* DOCUMENT EXCERPT:

◇ ◇ ◇ ◇ ◇

Friday, September 02, 2016

Saints and Strangers by Angela Carter

I feel guilty about my reading pretty regularly. I'm not reading enough women; I'm not reading enough "good" books; I'm wasting time on frivolous silly things that I don't love that much and will forget immediately. (Well, that last one is demonstrably true.) I worry about other things, too, but those are the ones germane today.

Angela Carter was a deeply respectable literary writer despite spending most of her time mining fantasy tropes for short stories. (It's all in where you aim to publish, and how you talk about your work, and what other writers you hang out with.) When I was young, I used to confuse her with Tanith Lee, which is probably deeply ironic for both of them. I don't do that anymore, but I've read a lot more Lee than Carter at this point -- partially because I spent a decade-and-a-half in the SFF mines, where Lee also served, and partially just because Lee wrote more books.

Both of them are dead now -- Carter has been dead since 1992, which surprised me; she's been gone nearly as long as I've been an adult. And both are probably getting slowly forgotten the way the vast majority of dead authors do, with some academics keeping Carter's name alive and some SFF folks doing the same for Lee. (And, of course, vice versa, in what I expect to be somewhat lesser numbers.)

◇ ◇ ◇ ◇ ◇

* EXTRACTED RECORDS:
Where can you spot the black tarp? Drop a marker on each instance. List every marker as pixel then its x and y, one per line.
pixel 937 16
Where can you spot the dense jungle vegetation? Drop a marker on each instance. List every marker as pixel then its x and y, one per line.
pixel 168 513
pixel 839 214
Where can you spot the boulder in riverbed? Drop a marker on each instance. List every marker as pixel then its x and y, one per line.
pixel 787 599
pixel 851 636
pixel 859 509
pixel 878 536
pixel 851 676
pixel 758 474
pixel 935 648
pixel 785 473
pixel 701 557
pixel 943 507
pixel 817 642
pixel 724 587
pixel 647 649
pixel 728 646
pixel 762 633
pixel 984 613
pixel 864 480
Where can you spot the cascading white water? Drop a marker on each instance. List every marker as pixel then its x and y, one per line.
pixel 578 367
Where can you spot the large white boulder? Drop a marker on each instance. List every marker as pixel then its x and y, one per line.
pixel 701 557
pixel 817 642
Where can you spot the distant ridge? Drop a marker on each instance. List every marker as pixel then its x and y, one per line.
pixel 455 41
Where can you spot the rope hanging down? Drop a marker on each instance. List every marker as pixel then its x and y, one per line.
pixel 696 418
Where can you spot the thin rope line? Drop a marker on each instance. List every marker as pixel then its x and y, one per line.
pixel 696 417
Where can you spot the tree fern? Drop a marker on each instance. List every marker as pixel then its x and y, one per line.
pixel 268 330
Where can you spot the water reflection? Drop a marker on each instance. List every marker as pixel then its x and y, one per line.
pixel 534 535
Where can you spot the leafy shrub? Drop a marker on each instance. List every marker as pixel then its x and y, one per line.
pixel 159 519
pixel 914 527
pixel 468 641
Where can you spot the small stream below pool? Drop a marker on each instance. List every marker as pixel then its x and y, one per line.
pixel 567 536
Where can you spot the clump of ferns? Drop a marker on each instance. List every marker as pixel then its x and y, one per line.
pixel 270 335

◇ ◇ ◇ ◇ ◇

* EXERCISE BRIEF: Reproduce the post on Angela Carter from "Saints and Strangers" up to and including "ones germane today.", swapping "frivolous" for "trivial".

* WORKED SOLUTION:
Saints and Strangers by Angela Carter

I feel guilty about my reading pretty regularly. I'm not reading enough women; I'm not reading enough "good" books; I'm wasting time on trivial silly things that I don't love that much and will forget immediately. (Well, that last one is demonstrably true.) I worry about other things, too, but those are the ones germane today.